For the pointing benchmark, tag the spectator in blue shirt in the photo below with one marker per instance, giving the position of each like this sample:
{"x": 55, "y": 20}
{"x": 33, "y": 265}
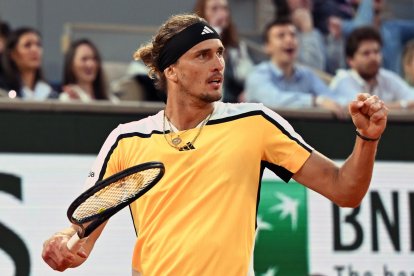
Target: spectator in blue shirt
{"x": 280, "y": 82}
{"x": 363, "y": 52}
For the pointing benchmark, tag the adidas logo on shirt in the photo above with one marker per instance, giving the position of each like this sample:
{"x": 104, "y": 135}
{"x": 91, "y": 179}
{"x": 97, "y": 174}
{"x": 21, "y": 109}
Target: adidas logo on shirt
{"x": 206, "y": 30}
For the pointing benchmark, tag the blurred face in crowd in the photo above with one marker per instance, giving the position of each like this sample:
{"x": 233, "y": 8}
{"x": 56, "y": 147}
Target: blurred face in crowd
{"x": 85, "y": 64}
{"x": 28, "y": 52}
{"x": 217, "y": 14}
{"x": 409, "y": 71}
{"x": 282, "y": 44}
{"x": 299, "y": 4}
{"x": 367, "y": 59}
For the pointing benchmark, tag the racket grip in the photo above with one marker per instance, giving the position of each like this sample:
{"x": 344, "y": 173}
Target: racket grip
{"x": 73, "y": 241}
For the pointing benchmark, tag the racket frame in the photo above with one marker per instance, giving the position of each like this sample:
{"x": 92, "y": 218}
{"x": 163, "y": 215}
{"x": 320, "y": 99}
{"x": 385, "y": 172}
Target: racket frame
{"x": 98, "y": 219}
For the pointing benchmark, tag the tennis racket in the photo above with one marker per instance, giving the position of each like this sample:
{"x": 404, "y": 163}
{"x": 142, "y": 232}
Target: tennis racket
{"x": 103, "y": 200}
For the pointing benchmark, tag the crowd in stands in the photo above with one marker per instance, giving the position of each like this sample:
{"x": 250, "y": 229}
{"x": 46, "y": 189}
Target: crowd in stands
{"x": 350, "y": 41}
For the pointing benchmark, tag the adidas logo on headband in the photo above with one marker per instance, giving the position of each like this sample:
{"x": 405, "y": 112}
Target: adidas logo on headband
{"x": 206, "y": 30}
{"x": 181, "y": 42}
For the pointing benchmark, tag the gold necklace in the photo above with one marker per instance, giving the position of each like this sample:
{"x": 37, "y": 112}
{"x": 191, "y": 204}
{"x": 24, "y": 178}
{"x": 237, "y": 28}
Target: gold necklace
{"x": 175, "y": 142}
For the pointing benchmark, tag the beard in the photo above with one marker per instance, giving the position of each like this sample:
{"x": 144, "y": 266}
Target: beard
{"x": 210, "y": 98}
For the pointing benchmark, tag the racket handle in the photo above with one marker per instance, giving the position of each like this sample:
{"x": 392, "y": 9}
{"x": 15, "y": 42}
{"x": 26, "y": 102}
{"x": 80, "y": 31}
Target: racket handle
{"x": 73, "y": 241}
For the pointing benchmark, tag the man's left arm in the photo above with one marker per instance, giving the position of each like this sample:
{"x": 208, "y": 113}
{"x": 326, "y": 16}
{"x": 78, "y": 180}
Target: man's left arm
{"x": 347, "y": 185}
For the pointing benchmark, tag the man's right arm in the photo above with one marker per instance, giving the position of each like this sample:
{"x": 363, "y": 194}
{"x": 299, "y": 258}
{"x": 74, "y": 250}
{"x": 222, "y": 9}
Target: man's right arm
{"x": 57, "y": 255}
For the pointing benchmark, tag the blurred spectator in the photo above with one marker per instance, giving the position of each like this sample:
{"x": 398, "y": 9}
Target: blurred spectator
{"x": 340, "y": 17}
{"x": 408, "y": 62}
{"x": 363, "y": 52}
{"x": 83, "y": 76}
{"x": 280, "y": 82}
{"x": 238, "y": 61}
{"x": 4, "y": 33}
{"x": 395, "y": 33}
{"x": 311, "y": 42}
{"x": 21, "y": 61}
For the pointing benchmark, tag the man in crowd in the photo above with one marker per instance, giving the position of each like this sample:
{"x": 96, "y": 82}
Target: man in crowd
{"x": 363, "y": 53}
{"x": 280, "y": 81}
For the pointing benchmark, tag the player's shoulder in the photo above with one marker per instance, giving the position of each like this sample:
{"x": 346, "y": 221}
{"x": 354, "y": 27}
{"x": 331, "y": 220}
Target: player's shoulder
{"x": 223, "y": 110}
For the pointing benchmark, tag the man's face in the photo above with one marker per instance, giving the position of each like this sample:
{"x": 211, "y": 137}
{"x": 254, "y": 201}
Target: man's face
{"x": 282, "y": 44}
{"x": 200, "y": 71}
{"x": 367, "y": 59}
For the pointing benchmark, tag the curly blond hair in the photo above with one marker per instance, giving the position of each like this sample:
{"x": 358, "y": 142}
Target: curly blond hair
{"x": 150, "y": 52}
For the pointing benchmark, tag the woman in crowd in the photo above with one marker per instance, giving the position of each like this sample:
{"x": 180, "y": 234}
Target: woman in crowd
{"x": 238, "y": 61}
{"x": 21, "y": 64}
{"x": 83, "y": 75}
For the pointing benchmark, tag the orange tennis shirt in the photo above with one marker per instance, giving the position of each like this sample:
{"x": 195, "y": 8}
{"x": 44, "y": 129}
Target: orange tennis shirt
{"x": 200, "y": 219}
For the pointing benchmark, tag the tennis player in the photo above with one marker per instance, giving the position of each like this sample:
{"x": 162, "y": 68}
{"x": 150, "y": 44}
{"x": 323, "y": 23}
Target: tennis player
{"x": 200, "y": 218}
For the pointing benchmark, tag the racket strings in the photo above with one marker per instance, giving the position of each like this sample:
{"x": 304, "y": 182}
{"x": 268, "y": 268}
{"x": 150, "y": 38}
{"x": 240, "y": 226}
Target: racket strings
{"x": 115, "y": 194}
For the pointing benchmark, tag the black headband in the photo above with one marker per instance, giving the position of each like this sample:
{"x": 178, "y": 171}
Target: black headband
{"x": 184, "y": 41}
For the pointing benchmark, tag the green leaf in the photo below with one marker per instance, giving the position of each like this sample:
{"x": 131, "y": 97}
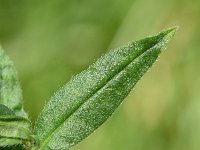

### Exercise brief
Count the lines in the entries above that contain the word "orange", and reply with the number only.

### Result for this task
2